| SET PROBLEM |
Transcribe the material below word for word, starting at the line that contains "Practice. Spot the concrete walkway" and ending with the final line of the material.

| TASK INPUT |

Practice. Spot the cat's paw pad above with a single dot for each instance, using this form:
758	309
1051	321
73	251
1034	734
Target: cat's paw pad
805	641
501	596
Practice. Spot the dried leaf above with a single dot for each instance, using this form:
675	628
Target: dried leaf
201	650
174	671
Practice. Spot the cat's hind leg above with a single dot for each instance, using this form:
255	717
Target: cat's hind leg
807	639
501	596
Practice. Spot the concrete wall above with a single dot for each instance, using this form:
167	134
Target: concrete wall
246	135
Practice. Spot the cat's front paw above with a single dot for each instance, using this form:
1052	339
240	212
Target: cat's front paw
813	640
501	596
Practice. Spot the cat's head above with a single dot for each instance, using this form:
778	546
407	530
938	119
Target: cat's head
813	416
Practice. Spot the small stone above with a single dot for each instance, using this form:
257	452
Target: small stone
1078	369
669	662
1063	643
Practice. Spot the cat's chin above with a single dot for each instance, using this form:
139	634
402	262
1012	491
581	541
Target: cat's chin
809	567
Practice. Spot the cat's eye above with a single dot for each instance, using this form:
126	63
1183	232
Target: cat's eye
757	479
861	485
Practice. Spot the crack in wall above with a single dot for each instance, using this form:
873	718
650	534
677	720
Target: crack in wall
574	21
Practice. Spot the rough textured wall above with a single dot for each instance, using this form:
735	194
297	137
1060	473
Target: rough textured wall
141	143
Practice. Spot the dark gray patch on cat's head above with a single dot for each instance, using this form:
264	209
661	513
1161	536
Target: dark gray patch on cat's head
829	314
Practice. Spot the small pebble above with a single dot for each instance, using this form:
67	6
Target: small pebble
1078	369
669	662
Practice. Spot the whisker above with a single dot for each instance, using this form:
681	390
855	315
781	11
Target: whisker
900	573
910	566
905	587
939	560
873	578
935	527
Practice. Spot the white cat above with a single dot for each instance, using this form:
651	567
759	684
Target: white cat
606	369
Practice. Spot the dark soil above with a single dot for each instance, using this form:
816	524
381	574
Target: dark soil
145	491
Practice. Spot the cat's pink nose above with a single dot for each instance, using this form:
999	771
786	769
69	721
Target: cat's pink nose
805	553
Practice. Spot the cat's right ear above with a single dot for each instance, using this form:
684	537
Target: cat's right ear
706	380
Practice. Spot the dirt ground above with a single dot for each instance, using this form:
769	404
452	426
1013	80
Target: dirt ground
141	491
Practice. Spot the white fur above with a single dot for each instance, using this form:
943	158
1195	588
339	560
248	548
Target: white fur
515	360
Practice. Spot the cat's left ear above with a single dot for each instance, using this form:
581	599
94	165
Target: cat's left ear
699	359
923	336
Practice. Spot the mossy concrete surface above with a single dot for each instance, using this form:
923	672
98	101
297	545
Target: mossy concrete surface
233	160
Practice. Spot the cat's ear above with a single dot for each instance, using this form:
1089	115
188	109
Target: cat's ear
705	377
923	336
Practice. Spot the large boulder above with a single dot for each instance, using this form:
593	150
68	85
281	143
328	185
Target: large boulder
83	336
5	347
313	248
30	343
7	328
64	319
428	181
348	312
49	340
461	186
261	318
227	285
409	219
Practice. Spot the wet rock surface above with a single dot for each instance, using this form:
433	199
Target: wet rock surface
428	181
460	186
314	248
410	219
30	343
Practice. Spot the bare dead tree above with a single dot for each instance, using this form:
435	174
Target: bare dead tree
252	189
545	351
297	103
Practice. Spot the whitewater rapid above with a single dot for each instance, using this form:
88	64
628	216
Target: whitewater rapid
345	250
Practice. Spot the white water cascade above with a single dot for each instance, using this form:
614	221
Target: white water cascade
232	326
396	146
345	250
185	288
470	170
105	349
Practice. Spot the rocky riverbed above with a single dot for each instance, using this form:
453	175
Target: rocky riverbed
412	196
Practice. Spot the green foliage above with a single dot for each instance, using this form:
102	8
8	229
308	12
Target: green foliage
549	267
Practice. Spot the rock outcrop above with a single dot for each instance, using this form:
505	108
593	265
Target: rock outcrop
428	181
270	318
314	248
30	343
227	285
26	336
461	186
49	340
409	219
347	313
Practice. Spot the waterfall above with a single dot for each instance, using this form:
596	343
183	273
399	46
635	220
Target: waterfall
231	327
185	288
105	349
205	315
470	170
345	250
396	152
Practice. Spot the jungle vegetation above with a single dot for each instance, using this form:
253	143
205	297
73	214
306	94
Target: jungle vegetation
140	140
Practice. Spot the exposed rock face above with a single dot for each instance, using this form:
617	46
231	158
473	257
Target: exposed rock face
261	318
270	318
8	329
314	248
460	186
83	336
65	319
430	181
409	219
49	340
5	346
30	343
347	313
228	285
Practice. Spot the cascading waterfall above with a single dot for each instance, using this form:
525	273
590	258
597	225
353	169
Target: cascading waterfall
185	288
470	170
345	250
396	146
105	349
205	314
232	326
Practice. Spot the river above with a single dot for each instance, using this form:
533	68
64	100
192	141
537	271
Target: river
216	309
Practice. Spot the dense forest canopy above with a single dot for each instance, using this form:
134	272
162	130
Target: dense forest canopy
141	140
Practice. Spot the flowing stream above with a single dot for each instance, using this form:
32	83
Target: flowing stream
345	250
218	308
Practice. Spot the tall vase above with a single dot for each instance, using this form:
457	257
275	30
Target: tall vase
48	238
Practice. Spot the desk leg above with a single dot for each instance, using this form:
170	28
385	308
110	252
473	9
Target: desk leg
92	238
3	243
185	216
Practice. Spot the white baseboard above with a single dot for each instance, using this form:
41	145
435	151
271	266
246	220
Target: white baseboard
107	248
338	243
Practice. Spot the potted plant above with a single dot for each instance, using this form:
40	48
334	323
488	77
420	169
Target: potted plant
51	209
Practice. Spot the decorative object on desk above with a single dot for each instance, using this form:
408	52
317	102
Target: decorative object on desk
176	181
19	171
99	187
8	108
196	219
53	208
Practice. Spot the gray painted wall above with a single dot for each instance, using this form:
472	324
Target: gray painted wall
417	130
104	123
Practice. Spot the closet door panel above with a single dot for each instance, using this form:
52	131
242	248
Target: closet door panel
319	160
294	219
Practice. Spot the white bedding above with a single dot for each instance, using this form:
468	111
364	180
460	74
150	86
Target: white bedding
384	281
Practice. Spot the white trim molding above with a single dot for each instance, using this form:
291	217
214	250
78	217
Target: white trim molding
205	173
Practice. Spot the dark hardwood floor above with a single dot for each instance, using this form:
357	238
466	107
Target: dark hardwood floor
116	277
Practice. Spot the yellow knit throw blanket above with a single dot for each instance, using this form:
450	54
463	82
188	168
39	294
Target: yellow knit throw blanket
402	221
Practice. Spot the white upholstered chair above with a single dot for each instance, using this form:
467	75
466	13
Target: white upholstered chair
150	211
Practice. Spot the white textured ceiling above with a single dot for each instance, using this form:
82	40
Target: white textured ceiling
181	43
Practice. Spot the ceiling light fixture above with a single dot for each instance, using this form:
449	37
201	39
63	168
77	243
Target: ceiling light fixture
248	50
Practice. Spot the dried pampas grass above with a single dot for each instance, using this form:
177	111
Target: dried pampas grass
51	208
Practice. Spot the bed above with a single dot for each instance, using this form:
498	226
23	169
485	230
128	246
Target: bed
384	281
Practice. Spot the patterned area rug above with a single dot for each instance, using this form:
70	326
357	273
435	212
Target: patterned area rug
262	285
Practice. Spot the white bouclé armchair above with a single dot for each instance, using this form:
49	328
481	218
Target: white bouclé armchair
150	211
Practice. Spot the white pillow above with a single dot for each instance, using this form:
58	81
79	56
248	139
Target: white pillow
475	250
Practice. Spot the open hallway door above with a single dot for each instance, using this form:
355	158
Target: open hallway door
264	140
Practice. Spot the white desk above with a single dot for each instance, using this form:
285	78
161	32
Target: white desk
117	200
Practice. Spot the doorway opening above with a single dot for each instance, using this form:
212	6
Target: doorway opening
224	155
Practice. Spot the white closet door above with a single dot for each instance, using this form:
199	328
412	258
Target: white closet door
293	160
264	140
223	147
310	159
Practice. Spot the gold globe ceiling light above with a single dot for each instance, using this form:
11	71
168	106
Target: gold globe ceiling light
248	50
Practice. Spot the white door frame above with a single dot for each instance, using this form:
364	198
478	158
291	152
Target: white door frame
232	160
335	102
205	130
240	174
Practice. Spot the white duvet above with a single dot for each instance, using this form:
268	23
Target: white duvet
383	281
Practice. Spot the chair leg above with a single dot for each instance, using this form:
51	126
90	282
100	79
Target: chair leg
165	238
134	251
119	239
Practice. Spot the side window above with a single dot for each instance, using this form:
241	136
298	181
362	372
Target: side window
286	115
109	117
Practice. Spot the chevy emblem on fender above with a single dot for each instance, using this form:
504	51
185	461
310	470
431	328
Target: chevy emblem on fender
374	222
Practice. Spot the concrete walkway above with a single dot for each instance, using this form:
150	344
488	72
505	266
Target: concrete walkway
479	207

| FINAL ANSWER |
Practice. Spot the concrete walkway above with a single dot for each instance, using this form:
150	344
488	72
505	266
Target: concrete walkway
479	207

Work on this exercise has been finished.